**GIVEN TEXT**
────────────────────

On 12/6/2013 11:12 PM, Kevin M Randall wrote:
<snip>
James Weinheimer wrote:
To be fair, the original version of FRBR came out before (or at least
not long afterward) the huge abandonment by the public of our OPACs.
Google had barely even begun to exist when FRBR appeared. Still, there
could have been a chapter on the newest developments back then. But
even
today, nowhere in it is there the slightest mention of "keyword" or
"relevance ranking" much less anything about Web2.0 or the semantic
web
or linked data or full-text or Lucene indexing (like what we see in the
Worldcat displays). It's as if those things never happened.
There's no mention of that stuff because it is *irrelevant* to what FRBR is
about. It has absolutely nothing to do with what technologies or techniques
are being used to access the data. It's about the *data itself* that are
objects of those keyword searches, or relevance raking, or Lucene indexing, or
whatever other as-yet-undeveloped means of discovery there may be. How many
times does this have to be said?
</snip>
There is one point where we can agree: it is irrelevant. And that is
precisely why FRBR is also irrelevant to how the vast majority of the
public searches every single day. It is also irrelevant to implementing
the user tasks, since those can be done today. FRBR is irrelevant for
linked data. Also (apparently) irrelevant is how much it will cost to
change to FRBR structures.
But saying that FRBR is about the data itself, I must disagree. We have
gobs of data now, and it is already deeply structured. FRBR does not
change any of that. There will still be the same data and it will still
be as deeply structured. FRBR instead offers an alternative data *model*
that is designed for *relational databases*. We currently have another
model where all the bibliographic information is put into a single
"manifestation" record and holdings information goes into another
record. FRBR proposes to take out data that is now in the
"manifestation" record and put certain parts of it into a "work"

────────────────────

**SUPPLIED RECORDS**

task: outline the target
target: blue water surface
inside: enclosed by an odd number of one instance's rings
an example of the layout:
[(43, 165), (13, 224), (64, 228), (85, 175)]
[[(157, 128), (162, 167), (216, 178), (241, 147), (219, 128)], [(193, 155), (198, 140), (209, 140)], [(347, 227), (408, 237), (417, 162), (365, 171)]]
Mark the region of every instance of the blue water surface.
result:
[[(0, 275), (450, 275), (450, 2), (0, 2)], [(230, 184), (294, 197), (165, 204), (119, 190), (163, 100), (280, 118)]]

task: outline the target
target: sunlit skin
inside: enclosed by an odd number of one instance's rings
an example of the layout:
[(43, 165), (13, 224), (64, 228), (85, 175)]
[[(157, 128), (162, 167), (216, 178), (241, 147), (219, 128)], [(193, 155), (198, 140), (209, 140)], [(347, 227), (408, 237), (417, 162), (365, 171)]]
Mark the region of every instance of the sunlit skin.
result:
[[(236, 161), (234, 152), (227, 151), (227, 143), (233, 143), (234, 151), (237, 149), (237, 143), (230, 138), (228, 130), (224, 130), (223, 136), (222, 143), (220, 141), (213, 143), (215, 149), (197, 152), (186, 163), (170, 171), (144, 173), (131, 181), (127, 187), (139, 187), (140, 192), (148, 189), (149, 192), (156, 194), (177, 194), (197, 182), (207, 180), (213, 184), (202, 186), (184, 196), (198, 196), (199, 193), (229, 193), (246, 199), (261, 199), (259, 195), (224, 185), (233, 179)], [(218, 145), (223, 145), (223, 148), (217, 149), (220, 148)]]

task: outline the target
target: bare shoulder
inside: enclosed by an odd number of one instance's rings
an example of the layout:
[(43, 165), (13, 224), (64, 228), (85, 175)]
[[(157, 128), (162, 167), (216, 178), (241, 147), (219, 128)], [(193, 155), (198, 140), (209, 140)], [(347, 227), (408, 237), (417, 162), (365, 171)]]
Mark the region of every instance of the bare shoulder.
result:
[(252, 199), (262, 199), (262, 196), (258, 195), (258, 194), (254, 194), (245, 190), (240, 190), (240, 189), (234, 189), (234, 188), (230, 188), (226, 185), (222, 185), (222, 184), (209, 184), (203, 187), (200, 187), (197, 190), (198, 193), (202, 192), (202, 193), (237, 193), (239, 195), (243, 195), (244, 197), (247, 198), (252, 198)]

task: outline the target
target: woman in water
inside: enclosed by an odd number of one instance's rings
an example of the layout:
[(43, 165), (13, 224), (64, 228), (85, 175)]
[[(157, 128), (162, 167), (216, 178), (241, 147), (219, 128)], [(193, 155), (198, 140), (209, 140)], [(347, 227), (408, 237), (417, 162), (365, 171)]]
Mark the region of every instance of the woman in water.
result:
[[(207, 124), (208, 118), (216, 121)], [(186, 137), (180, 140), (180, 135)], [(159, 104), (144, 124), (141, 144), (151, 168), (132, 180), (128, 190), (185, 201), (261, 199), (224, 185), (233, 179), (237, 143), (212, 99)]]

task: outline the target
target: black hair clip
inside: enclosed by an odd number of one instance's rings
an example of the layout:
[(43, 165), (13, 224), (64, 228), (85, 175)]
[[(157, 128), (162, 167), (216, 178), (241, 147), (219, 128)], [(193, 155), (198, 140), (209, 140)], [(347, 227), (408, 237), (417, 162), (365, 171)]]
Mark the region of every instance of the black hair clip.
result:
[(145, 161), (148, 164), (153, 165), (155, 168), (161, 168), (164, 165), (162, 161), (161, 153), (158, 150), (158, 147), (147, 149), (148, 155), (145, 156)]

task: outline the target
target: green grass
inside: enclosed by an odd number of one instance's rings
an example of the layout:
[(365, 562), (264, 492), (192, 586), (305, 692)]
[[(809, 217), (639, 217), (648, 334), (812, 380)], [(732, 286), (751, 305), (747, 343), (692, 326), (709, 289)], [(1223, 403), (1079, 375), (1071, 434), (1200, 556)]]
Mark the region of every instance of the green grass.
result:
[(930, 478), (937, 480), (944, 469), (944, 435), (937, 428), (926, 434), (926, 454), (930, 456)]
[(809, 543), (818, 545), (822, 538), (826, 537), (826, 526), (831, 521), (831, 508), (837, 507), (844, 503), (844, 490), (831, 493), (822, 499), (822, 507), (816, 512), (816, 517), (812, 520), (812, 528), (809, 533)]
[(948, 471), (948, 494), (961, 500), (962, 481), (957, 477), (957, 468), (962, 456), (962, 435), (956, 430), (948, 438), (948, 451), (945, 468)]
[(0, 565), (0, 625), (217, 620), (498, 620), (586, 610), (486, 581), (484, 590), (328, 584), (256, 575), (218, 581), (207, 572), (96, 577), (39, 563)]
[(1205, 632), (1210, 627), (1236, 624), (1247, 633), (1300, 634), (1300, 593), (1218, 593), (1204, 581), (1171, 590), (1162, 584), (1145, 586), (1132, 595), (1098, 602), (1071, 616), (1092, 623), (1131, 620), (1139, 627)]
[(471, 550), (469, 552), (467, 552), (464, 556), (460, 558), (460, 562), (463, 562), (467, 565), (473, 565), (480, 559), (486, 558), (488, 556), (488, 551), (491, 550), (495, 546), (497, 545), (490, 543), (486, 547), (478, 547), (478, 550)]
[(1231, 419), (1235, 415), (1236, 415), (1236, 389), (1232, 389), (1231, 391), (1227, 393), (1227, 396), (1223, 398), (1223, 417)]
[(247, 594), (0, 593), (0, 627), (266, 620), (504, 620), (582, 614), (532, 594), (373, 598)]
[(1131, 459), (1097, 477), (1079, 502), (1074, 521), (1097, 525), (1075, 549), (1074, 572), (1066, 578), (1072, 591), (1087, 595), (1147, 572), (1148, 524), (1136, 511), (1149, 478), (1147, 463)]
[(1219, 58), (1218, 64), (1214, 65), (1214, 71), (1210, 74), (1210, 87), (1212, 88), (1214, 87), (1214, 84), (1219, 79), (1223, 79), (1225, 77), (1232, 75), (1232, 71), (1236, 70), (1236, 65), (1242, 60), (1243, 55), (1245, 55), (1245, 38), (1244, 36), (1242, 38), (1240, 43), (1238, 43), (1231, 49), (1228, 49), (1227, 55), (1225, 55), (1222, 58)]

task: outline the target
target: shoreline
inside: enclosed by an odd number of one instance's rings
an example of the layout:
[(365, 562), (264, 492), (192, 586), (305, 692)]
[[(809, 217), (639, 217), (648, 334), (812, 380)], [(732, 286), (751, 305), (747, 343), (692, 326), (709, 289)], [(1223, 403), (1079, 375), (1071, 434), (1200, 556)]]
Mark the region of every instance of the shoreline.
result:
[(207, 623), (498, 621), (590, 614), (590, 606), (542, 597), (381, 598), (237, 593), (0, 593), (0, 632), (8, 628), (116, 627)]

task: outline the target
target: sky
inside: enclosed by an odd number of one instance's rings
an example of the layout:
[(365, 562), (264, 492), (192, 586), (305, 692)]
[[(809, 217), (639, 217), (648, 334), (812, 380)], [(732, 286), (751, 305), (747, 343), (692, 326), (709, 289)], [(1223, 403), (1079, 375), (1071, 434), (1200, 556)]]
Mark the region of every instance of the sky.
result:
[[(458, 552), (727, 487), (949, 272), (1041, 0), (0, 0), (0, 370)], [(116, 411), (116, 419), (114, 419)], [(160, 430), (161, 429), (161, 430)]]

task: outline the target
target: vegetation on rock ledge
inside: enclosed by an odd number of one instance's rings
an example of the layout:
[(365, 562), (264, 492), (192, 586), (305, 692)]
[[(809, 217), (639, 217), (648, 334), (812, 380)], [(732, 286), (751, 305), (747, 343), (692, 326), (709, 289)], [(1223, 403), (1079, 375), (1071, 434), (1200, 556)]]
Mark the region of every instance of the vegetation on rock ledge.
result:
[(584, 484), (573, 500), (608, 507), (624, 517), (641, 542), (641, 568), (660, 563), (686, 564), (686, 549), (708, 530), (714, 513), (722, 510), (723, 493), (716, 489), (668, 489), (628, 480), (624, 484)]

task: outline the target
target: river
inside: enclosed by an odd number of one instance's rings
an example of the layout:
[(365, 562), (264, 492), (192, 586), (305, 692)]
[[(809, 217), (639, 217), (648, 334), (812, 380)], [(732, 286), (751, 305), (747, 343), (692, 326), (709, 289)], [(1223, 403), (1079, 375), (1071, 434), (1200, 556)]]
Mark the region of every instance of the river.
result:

────────────────────

**WHAT IS ASKED**
A. Retype the records exactly, covering the stretch from their first line through the line that contains "149), (220, 148)]]", with both ends included.
B. Write the next part of the message about FRBR, picking up from its final line.

**TASK-BY-TASK ANSWERS**
A.
task: outline the target
target: blue water surface
inside: enclosed by an odd number of one instance's rings
an example of the layout:
[(43, 165), (13, 224), (64, 228), (85, 175)]
[[(157, 128), (162, 167), (216, 178), (241, 147), (219, 128)], [(193, 155), (198, 140), (209, 140)], [(347, 227), (408, 237), (417, 162), (365, 171)]]
Mark the region of every instance of the blue water surface.
result:
[[(0, 275), (450, 275), (450, 2), (0, 2)], [(230, 184), (294, 197), (165, 204), (119, 190), (163, 100), (280, 118)]]

task: outline the target
target: sunlit skin
inside: enclosed by an odd number of one instance's rings
an example of the layout:
[(43, 165), (13, 224), (64, 228), (85, 175)]
[[(157, 128), (162, 167), (216, 178), (241, 147), (219, 128)], [(193, 155), (198, 140), (209, 140)], [(347, 227), (408, 237), (417, 162), (365, 171)]]
Mark the region of every instance of the sunlit skin.
result:
[[(236, 161), (234, 152), (227, 151), (227, 143), (233, 143), (234, 151), (237, 149), (237, 143), (230, 138), (228, 130), (224, 130), (223, 136), (222, 143), (220, 141), (213, 143), (215, 149), (197, 152), (186, 163), (170, 171), (144, 173), (131, 181), (127, 187), (139, 187), (140, 192), (148, 189), (149, 192), (156, 194), (177, 194), (197, 182), (207, 180), (213, 184), (202, 186), (184, 196), (198, 196), (199, 193), (229, 193), (246, 199), (261, 199), (259, 195), (224, 185), (233, 179)], [(218, 145), (223, 145), (223, 148), (217, 149), (220, 148)]]

B.
instance, while other data will go into an "expression" instance.
So why did they want to do that? Designers of relational databases want
to make their databases as efficient as they can, and one way to do that
is by eliminating as much duplication as possible. This is what FRBR
proposes. It is clearest to show this with an example: Currently if we
have a non-fiction book with multiple manifestations and this book has
three subject headings, the subjects will be repeated in each
manifestation record. With FRBR, the subjects will all go into the
*work* instance, and as a result, each manifestation does not need
separate subjects because the manifestation will reference the work
instance and get the subjects in that way.
What is the advantage? A few. First, the size of the database is reduced
(very important with relational databases!), plus if you want to change
something, such as add a new subject, you would add that subject only
once into the work instance and that extra subject would automatically
be referenced in all the manifestations. The same goes for deleting
subjects or adding or deleting creators. Nevertheless, the *data itself*
remains unchanged and there is not even any additional access with the
FRBR data model. It simply posits an alternative data *model* and one
that I agree would be *far more* efficient in a relational database. But
as I have been at pains to point out, something that may at first seem
rather benign such as introducing a new data model, has many serious
consequences that should be considered before adopting such a model.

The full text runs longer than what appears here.